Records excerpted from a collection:
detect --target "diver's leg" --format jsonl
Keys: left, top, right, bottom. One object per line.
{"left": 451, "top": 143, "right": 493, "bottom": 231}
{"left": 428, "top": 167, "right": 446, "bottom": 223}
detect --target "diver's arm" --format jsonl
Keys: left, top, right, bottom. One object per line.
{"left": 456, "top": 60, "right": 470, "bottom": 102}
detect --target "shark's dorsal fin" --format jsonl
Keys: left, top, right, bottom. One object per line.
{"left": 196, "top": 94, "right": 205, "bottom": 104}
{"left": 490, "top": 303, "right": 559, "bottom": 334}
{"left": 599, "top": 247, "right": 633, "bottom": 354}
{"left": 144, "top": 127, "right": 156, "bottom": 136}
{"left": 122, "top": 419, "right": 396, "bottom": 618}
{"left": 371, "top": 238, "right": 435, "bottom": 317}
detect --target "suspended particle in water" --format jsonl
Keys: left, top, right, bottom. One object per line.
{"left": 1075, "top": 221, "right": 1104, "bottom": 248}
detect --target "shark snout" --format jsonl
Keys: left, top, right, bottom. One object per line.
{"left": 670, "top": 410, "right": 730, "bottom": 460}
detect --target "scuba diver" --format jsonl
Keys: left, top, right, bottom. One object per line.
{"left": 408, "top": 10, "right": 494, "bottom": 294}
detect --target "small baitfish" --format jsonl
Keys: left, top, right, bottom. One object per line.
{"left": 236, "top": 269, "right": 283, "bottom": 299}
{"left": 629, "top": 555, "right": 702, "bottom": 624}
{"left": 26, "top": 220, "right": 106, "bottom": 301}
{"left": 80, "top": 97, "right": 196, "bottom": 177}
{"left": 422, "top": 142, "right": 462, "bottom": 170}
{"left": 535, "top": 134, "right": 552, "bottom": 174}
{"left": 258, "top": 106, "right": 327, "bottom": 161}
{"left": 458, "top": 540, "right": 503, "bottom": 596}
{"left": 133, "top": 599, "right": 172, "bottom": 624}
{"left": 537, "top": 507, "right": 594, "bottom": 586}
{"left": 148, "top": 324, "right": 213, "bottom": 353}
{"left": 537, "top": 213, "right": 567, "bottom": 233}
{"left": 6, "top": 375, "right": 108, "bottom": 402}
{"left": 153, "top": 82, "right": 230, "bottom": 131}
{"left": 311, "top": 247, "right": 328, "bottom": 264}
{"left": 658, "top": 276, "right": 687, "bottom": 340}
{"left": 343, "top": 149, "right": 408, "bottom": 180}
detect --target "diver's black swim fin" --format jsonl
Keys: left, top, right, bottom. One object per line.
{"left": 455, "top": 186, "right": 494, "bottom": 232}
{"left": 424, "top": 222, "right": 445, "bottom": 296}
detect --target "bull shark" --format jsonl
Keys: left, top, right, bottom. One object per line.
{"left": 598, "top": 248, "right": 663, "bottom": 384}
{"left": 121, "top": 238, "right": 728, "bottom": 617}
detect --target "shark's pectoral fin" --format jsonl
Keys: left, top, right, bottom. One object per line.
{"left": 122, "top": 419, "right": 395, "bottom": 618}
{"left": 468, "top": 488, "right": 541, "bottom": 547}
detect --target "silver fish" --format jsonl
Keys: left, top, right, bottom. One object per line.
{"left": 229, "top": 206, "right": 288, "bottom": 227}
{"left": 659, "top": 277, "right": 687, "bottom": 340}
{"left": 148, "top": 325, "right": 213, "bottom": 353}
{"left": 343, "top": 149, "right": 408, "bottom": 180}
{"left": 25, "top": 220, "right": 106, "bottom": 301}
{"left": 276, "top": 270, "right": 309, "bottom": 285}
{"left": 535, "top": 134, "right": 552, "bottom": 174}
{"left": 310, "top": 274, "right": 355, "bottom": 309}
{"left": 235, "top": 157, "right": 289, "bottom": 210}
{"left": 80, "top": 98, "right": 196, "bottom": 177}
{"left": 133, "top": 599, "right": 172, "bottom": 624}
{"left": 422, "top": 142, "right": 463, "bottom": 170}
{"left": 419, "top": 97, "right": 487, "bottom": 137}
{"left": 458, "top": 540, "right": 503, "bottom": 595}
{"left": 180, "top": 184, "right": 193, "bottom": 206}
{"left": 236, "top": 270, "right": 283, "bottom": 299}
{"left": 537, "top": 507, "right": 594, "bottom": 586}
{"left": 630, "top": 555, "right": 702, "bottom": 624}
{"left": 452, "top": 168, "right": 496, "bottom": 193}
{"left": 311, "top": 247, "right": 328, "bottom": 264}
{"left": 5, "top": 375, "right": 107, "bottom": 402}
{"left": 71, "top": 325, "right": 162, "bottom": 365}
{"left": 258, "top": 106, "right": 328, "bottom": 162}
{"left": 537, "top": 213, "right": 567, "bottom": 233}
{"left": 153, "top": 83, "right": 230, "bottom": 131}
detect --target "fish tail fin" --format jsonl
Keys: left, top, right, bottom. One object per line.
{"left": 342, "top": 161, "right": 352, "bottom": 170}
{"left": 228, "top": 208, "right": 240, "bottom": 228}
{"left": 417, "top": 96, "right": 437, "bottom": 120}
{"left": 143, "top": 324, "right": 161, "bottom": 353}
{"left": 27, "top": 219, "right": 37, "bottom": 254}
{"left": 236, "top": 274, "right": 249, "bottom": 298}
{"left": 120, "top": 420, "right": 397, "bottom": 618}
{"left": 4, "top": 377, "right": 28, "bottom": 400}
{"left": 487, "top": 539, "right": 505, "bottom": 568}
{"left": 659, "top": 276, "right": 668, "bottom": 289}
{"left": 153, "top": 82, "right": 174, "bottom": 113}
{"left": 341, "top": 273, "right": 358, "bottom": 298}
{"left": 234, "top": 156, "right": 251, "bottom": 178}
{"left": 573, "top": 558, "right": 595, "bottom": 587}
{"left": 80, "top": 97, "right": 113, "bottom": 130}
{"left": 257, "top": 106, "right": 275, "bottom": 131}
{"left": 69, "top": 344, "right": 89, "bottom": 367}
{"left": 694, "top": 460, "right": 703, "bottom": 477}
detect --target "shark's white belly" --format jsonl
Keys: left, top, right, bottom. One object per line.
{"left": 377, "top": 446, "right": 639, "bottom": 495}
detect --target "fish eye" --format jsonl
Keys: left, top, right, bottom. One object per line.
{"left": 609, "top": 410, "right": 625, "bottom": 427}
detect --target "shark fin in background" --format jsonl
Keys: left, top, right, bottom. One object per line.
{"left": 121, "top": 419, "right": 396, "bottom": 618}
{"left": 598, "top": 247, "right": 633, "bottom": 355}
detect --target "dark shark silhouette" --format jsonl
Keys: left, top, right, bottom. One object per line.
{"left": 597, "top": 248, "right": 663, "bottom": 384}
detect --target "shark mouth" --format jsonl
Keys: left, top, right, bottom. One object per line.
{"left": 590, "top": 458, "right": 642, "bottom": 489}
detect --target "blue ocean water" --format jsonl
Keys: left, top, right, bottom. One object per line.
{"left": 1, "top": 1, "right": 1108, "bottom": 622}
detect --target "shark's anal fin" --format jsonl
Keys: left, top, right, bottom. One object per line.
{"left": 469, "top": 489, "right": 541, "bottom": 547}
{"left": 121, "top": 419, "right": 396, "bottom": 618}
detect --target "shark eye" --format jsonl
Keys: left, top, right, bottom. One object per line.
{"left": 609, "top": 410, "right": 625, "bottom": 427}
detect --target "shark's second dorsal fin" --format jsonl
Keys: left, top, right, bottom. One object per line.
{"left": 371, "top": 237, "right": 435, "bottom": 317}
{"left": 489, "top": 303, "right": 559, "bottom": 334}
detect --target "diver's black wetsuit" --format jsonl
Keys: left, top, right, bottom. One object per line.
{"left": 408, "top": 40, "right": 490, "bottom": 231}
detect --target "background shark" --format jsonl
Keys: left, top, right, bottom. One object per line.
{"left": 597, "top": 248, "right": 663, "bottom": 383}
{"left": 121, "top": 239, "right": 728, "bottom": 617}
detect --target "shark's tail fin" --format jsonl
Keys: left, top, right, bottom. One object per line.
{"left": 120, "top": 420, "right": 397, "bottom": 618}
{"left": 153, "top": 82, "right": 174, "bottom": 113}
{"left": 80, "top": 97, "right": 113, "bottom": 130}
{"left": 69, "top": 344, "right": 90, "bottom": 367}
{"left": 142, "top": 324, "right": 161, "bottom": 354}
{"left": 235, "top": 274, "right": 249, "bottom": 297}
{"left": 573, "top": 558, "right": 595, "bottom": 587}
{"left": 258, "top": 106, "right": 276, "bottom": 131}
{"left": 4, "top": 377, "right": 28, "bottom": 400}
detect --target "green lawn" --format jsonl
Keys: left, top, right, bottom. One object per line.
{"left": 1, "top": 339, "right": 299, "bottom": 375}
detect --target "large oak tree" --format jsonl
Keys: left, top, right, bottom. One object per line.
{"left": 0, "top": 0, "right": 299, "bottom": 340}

Problem to solve. Go through the records above and return every line that holds the string "dorsal".

Result for this exercise.
detect --target "shark's dorsal fin" --format jsonl
detect --target "shark's second dorsal fin" --format jsonl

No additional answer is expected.